## [Exercise aim]
Copy verbatim the part of the records that opens with the line containing "outline eye" and closes with the line containing "94L131 94L130 96L129", including both of those lines.

(Stored data)
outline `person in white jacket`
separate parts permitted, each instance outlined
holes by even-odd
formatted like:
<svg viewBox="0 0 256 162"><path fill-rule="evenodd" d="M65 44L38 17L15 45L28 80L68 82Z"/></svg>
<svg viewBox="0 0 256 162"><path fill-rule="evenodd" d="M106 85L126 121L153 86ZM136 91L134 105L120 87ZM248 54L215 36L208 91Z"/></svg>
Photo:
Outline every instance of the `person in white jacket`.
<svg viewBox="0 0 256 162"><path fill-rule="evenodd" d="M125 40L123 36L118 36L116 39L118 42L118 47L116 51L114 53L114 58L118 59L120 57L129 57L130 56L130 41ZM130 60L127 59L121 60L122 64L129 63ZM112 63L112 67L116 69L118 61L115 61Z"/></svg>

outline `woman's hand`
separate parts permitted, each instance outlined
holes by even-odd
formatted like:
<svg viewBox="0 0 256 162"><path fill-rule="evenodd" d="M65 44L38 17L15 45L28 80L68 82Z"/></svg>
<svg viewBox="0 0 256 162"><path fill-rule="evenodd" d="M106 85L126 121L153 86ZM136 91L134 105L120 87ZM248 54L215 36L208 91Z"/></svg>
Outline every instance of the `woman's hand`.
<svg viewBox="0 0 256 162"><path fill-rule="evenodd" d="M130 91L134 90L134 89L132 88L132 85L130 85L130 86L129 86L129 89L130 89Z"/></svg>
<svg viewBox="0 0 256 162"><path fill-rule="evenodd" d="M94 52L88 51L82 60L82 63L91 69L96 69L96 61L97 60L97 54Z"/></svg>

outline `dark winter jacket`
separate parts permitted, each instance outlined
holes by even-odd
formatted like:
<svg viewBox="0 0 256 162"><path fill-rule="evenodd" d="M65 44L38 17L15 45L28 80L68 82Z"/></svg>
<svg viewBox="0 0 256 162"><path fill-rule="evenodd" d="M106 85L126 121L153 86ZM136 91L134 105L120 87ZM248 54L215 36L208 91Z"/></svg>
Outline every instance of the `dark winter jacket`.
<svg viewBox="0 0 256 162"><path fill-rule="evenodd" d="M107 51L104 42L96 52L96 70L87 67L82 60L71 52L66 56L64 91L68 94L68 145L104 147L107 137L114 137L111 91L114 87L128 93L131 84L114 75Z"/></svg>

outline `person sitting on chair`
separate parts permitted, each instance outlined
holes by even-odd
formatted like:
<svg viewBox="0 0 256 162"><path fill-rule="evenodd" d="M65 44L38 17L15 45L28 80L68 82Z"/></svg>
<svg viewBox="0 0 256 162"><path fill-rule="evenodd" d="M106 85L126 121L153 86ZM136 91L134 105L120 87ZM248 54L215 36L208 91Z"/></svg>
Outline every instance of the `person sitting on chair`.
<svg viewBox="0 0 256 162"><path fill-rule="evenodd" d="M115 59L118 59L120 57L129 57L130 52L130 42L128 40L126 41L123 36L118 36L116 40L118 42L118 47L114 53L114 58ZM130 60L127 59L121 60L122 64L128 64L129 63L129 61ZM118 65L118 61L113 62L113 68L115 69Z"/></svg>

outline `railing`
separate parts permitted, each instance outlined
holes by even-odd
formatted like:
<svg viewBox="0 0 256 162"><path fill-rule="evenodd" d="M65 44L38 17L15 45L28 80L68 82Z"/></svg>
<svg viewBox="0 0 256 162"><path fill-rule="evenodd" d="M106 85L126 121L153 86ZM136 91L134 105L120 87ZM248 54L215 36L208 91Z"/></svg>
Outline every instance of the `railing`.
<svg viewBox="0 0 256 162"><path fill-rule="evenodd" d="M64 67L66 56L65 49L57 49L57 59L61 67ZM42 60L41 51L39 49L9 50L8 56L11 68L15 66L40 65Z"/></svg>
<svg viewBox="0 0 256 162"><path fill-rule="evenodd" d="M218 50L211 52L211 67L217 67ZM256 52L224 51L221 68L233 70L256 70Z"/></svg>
==
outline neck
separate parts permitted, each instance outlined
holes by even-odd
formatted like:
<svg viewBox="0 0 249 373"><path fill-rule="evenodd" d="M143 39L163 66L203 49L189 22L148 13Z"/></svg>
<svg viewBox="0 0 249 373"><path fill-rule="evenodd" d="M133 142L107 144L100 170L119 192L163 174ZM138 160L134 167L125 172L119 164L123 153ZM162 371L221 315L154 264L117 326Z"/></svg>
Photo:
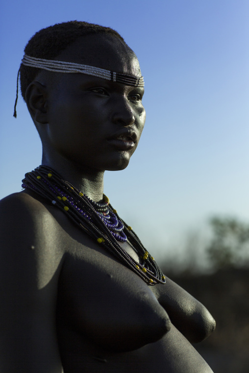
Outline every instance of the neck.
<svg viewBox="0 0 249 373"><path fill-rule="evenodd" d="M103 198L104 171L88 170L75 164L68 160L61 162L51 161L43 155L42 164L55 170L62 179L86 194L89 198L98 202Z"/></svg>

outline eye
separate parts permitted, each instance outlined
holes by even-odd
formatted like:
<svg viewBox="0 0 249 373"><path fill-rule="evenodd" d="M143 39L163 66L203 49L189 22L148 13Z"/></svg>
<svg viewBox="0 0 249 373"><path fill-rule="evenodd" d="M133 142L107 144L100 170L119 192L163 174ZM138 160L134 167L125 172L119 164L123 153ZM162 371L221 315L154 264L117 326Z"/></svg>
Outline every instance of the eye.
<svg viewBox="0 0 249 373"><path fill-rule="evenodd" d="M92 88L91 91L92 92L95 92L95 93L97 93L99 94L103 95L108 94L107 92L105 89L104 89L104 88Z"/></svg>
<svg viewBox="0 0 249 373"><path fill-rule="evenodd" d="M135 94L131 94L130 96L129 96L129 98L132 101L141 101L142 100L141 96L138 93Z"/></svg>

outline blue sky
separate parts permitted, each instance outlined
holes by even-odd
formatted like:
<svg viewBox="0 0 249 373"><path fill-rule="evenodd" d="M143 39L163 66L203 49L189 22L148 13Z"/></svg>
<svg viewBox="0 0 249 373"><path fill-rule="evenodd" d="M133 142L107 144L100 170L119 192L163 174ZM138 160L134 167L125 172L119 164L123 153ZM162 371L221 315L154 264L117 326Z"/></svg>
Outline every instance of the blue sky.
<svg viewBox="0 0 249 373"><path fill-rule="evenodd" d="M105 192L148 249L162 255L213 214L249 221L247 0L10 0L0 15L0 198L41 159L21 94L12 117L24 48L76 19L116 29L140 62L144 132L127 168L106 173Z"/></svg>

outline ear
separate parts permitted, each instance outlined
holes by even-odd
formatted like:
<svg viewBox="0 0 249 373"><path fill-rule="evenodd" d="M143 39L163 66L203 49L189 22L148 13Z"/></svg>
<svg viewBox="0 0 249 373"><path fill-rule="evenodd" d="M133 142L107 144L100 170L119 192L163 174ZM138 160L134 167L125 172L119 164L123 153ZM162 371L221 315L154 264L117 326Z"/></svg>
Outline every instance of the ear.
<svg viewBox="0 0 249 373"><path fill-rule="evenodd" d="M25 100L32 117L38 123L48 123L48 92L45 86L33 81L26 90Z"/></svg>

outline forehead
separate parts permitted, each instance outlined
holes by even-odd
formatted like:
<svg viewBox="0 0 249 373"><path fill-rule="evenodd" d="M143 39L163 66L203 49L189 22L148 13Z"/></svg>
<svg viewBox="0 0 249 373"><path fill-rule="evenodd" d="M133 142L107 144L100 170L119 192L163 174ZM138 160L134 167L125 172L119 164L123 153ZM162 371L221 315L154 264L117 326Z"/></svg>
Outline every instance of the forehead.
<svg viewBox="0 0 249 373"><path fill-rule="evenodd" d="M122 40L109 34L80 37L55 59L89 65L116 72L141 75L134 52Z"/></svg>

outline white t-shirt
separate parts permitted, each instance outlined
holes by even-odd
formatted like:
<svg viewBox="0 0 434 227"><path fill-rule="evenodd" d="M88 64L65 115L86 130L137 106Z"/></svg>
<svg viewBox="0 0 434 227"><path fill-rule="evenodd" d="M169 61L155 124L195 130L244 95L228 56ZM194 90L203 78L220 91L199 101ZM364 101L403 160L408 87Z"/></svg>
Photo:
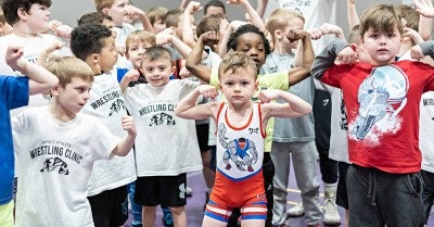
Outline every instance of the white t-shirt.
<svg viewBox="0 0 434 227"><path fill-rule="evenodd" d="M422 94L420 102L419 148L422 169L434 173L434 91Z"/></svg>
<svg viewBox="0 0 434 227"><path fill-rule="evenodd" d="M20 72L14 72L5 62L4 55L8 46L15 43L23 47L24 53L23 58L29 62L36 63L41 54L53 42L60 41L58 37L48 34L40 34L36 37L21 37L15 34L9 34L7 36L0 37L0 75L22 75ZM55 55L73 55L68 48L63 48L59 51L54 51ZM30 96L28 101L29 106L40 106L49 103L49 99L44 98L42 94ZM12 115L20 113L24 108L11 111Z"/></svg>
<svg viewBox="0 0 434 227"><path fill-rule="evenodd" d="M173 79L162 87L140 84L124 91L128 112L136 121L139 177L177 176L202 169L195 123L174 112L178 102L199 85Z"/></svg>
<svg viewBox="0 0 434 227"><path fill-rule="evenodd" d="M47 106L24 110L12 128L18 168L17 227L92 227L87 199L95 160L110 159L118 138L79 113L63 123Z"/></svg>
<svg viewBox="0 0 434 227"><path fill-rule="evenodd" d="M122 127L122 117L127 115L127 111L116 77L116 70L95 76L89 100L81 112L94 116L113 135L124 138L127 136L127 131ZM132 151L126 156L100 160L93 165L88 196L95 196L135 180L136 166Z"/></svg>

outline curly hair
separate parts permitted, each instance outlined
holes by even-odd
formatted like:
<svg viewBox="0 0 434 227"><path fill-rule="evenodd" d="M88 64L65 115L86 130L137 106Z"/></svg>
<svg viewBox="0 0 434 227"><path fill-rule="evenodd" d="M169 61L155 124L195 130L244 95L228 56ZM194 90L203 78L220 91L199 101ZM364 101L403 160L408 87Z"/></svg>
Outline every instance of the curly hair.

## [The completed task]
outline eye
separate parts permitted, each instance outlined
holes by even-odd
formatted like:
<svg viewBox="0 0 249 373"><path fill-rule="evenodd" d="M143 39L163 66L203 49L189 22L148 13Z"/></svg>
<svg viewBox="0 0 249 373"><path fill-rule="evenodd" d="M133 142L107 144L100 170L119 192L163 174ZM138 160L134 167L125 172L119 164L123 153ZM162 371L221 315L154 264L117 326Z"/></svg>
Outline every instance of the eye.
<svg viewBox="0 0 249 373"><path fill-rule="evenodd" d="M92 88L91 91L92 92L95 92L95 93L97 93L99 94L103 95L108 94L107 92L105 89L104 89L104 88Z"/></svg>
<svg viewBox="0 0 249 373"><path fill-rule="evenodd" d="M135 94L131 94L130 96L129 96L129 98L132 101L141 101L142 100L141 96L138 93Z"/></svg>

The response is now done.